Task statement: Reproduce every one of the items below verbatim, changing nothing.

################

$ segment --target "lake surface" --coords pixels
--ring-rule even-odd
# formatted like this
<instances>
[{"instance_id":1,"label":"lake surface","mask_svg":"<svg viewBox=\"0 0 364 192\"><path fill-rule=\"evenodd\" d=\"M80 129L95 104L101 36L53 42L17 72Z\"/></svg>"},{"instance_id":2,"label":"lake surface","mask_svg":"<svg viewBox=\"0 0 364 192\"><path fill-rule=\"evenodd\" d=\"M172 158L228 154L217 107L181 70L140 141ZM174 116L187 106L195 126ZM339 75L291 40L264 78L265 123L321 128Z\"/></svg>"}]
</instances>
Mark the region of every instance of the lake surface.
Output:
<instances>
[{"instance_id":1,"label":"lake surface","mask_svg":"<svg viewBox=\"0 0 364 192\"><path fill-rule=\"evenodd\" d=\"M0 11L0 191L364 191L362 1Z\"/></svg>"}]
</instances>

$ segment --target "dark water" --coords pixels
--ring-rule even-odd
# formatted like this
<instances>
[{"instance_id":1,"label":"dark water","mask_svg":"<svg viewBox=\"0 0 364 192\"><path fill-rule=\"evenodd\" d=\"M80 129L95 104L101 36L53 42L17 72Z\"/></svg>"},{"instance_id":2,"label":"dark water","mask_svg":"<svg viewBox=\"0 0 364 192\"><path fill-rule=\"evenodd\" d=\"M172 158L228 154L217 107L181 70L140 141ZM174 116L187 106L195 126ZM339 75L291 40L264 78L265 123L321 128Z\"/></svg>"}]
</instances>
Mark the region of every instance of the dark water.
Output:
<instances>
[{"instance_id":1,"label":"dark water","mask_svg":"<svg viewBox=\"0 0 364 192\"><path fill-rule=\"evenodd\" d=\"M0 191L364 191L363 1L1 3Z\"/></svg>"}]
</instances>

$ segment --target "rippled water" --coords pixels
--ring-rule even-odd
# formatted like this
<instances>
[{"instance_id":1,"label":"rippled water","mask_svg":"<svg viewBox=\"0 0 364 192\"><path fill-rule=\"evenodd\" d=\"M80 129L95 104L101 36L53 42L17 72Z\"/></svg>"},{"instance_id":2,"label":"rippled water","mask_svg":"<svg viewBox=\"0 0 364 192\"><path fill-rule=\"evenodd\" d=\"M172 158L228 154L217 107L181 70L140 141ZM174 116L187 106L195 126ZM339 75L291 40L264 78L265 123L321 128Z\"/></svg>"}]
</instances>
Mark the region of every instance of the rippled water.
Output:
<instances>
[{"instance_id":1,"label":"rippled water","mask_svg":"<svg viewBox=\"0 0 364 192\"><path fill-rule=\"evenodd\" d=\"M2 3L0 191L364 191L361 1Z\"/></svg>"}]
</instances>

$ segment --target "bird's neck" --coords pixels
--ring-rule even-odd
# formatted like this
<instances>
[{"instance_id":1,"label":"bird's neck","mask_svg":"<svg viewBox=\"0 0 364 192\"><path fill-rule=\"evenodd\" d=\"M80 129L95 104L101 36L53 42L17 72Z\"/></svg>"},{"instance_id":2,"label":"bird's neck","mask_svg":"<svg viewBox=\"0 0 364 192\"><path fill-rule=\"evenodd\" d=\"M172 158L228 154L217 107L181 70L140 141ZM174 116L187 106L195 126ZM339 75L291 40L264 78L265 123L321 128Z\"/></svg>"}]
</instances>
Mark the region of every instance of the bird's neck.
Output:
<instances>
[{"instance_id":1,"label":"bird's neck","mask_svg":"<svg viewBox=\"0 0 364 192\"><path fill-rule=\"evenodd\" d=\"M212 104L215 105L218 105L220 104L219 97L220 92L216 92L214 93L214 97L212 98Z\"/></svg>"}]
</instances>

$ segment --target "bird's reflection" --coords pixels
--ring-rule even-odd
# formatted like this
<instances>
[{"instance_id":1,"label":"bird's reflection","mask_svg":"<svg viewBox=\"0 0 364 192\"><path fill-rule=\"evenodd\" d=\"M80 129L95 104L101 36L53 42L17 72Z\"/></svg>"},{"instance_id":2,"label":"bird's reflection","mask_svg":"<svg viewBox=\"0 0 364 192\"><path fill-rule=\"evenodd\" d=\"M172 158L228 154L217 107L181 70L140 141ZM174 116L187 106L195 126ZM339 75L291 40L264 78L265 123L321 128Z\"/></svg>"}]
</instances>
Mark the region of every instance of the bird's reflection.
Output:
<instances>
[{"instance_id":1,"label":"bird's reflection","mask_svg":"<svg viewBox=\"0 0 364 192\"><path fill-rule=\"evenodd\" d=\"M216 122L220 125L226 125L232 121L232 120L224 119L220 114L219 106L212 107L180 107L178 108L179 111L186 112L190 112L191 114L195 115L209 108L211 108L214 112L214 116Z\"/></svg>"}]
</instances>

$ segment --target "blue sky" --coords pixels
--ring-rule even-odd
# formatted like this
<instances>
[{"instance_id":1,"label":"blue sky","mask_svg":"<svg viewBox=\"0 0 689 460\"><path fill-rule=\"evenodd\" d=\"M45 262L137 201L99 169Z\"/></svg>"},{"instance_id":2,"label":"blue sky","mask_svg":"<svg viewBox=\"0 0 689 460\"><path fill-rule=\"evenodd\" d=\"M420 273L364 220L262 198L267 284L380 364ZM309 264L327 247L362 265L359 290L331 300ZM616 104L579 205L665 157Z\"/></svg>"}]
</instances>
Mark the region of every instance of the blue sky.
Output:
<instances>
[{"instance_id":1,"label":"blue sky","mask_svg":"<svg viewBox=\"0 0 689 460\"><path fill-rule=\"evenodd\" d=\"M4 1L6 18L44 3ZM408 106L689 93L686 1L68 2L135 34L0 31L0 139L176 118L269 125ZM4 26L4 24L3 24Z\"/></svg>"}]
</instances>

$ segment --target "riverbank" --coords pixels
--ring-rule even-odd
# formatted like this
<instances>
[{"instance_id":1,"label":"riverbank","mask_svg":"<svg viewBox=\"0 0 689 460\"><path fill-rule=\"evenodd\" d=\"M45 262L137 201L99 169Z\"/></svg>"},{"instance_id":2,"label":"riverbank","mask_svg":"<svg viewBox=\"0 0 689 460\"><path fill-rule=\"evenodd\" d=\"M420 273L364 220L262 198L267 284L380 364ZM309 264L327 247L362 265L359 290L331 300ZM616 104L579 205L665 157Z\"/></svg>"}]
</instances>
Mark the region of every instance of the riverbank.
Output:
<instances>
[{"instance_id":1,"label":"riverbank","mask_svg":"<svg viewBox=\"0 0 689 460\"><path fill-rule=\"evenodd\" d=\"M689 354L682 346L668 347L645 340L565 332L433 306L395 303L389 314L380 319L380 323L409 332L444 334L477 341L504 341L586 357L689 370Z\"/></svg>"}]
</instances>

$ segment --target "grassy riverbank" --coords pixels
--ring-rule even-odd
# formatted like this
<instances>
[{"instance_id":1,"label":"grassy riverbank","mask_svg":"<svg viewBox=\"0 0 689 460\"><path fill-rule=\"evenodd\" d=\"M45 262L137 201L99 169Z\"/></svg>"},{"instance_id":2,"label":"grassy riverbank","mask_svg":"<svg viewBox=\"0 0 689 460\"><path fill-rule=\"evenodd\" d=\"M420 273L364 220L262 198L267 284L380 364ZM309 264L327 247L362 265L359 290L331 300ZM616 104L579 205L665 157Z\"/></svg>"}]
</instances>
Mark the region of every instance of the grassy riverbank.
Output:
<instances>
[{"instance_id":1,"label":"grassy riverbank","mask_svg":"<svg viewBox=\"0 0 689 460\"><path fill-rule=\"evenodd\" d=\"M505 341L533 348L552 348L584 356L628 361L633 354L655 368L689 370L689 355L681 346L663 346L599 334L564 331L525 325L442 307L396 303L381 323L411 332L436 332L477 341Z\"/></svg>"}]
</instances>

################

Full solution:
$ segment --target "lake surface" --coords pixels
--ring-rule even-odd
# formatted like this
<instances>
[{"instance_id":1,"label":"lake surface","mask_svg":"<svg viewBox=\"0 0 364 192\"><path fill-rule=\"evenodd\" d=\"M80 129L95 104L101 36L53 42L17 72Z\"/></svg>"},{"instance_id":2,"label":"lake surface","mask_svg":"<svg viewBox=\"0 0 364 192\"><path fill-rule=\"evenodd\" d=\"M172 158L228 154L217 107L181 70L140 141ZM174 116L187 106L195 126ZM339 75L291 40L264 78L265 123L321 128Z\"/></svg>"}]
</instances>
Mark the region of every instance of the lake surface.
Output:
<instances>
[{"instance_id":1,"label":"lake surface","mask_svg":"<svg viewBox=\"0 0 364 192\"><path fill-rule=\"evenodd\" d=\"M0 11L0 191L364 191L362 1Z\"/></svg>"}]
</instances>

$ segment --target "dark water" --coords pixels
--ring-rule even-odd
# formatted like this
<instances>
[{"instance_id":1,"label":"dark water","mask_svg":"<svg viewBox=\"0 0 364 192\"><path fill-rule=\"evenodd\" d=\"M80 129L95 104L101 36L53 42L17 72Z\"/></svg>"},{"instance_id":2,"label":"dark water","mask_svg":"<svg viewBox=\"0 0 364 192\"><path fill-rule=\"evenodd\" d=\"M172 158L228 154L217 107L181 70L140 141ZM174 116L187 106L195 126ZM339 75L291 40L264 78L265 123L321 128Z\"/></svg>"}]
</instances>
Mark the region of every instance of the dark water.
Output:
<instances>
[{"instance_id":1,"label":"dark water","mask_svg":"<svg viewBox=\"0 0 364 192\"><path fill-rule=\"evenodd\" d=\"M0 191L364 191L363 1L1 3Z\"/></svg>"}]
</instances>

$ segment --target "rippled water" --coords pixels
--ring-rule even-odd
# formatted like this
<instances>
[{"instance_id":1,"label":"rippled water","mask_svg":"<svg viewBox=\"0 0 364 192\"><path fill-rule=\"evenodd\" d=\"M80 129L95 104L101 36L53 42L17 72Z\"/></svg>"},{"instance_id":2,"label":"rippled water","mask_svg":"<svg viewBox=\"0 0 364 192\"><path fill-rule=\"evenodd\" d=\"M172 158L228 154L217 107L181 70L140 141ZM174 116L187 106L195 126ZM339 75L291 40L264 78L265 123L321 128Z\"/></svg>"}]
</instances>
Mark the region of every instance of the rippled water.
Output:
<instances>
[{"instance_id":1,"label":"rippled water","mask_svg":"<svg viewBox=\"0 0 364 192\"><path fill-rule=\"evenodd\" d=\"M2 3L0 191L364 191L361 1Z\"/></svg>"}]
</instances>

$ segment --target "bird's neck" --coords pixels
--ring-rule even-odd
# formatted like this
<instances>
[{"instance_id":1,"label":"bird's neck","mask_svg":"<svg viewBox=\"0 0 364 192\"><path fill-rule=\"evenodd\" d=\"M80 129L95 104L101 36L53 42L17 72Z\"/></svg>"},{"instance_id":2,"label":"bird's neck","mask_svg":"<svg viewBox=\"0 0 364 192\"><path fill-rule=\"evenodd\" d=\"M172 158L228 154L217 107L181 70L140 141ZM174 116L187 106L195 126ZM339 75L291 40L264 78L265 123L321 128Z\"/></svg>"}]
</instances>
Mark the region of every instance of the bird's neck.
Output:
<instances>
[{"instance_id":1,"label":"bird's neck","mask_svg":"<svg viewBox=\"0 0 364 192\"><path fill-rule=\"evenodd\" d=\"M212 104L215 105L218 105L220 104L219 97L220 92L216 92L214 93L214 97L212 98Z\"/></svg>"}]
</instances>

$ segment --target "bird's reflection" --coords pixels
--ring-rule even-odd
# formatted like this
<instances>
[{"instance_id":1,"label":"bird's reflection","mask_svg":"<svg viewBox=\"0 0 364 192\"><path fill-rule=\"evenodd\" d=\"M80 129L95 104L101 36L53 42L17 72Z\"/></svg>"},{"instance_id":2,"label":"bird's reflection","mask_svg":"<svg viewBox=\"0 0 364 192\"><path fill-rule=\"evenodd\" d=\"M172 158L228 154L217 107L181 70L140 141ZM174 116L187 106L195 126ZM339 75L291 40L264 78L265 123L321 128Z\"/></svg>"}]
</instances>
Mark the region of every instance of the bird's reflection.
Output:
<instances>
[{"instance_id":1,"label":"bird's reflection","mask_svg":"<svg viewBox=\"0 0 364 192\"><path fill-rule=\"evenodd\" d=\"M216 122L220 125L226 125L232 121L232 120L224 119L220 114L219 106L212 107L180 107L178 108L179 111L186 112L190 112L191 114L195 115L209 108L211 108L214 112L214 116Z\"/></svg>"}]
</instances>

$ segment --target "blue sky" --coords pixels
--ring-rule even-odd
# formatted like this
<instances>
[{"instance_id":1,"label":"blue sky","mask_svg":"<svg viewBox=\"0 0 689 460\"><path fill-rule=\"evenodd\" d=\"M45 262L137 201L99 169Z\"/></svg>"},{"instance_id":2,"label":"blue sky","mask_svg":"<svg viewBox=\"0 0 689 460\"><path fill-rule=\"evenodd\" d=\"M420 273L364 220L262 198L267 284L380 364ZM309 264L327 247L362 265L359 290L331 300ZM616 104L579 205L665 157Z\"/></svg>"}]
</instances>
Mark the region of every instance of the blue sky.
Output:
<instances>
[{"instance_id":1,"label":"blue sky","mask_svg":"<svg viewBox=\"0 0 689 460\"><path fill-rule=\"evenodd\" d=\"M4 1L6 18L44 3ZM408 106L689 93L686 1L68 2L135 34L0 31L0 139L176 118L269 125ZM4 26L4 24L3 24Z\"/></svg>"}]
</instances>

$ segment --target "riverbank" --coords pixels
--ring-rule even-odd
# formatted like this
<instances>
[{"instance_id":1,"label":"riverbank","mask_svg":"<svg viewBox=\"0 0 689 460\"><path fill-rule=\"evenodd\" d=\"M45 262L137 201L99 169Z\"/></svg>"},{"instance_id":2,"label":"riverbank","mask_svg":"<svg viewBox=\"0 0 689 460\"><path fill-rule=\"evenodd\" d=\"M420 273L364 220L262 198L267 284L380 364ZM309 264L327 247L362 265L359 290L331 300ZM616 104L579 205L665 157Z\"/></svg>"}]
</instances>
Mark the region of every instance of the riverbank.
Output:
<instances>
[{"instance_id":1,"label":"riverbank","mask_svg":"<svg viewBox=\"0 0 689 460\"><path fill-rule=\"evenodd\" d=\"M689 354L682 346L668 347L645 340L565 332L433 306L395 303L389 314L380 319L380 323L409 332L444 334L477 341L504 341L586 357L689 370Z\"/></svg>"}]
</instances>

$ segment --target "grassy riverbank" --coords pixels
--ring-rule even-odd
# formatted like this
<instances>
[{"instance_id":1,"label":"grassy riverbank","mask_svg":"<svg viewBox=\"0 0 689 460\"><path fill-rule=\"evenodd\" d=\"M45 262L137 201L99 169Z\"/></svg>"},{"instance_id":2,"label":"grassy riverbank","mask_svg":"<svg viewBox=\"0 0 689 460\"><path fill-rule=\"evenodd\" d=\"M420 273L364 220L262 198L267 284L380 364ZM309 264L327 247L362 265L359 290L331 300ZM616 104L579 205L665 157Z\"/></svg>"}]
</instances>
Mark the region of every instance of the grassy riverbank.
Output:
<instances>
[{"instance_id":1,"label":"grassy riverbank","mask_svg":"<svg viewBox=\"0 0 689 460\"><path fill-rule=\"evenodd\" d=\"M505 341L533 348L552 348L584 356L628 361L633 354L655 368L689 370L689 355L681 346L663 346L599 334L564 331L525 325L442 307L396 303L381 323L411 332L436 332L477 341Z\"/></svg>"}]
</instances>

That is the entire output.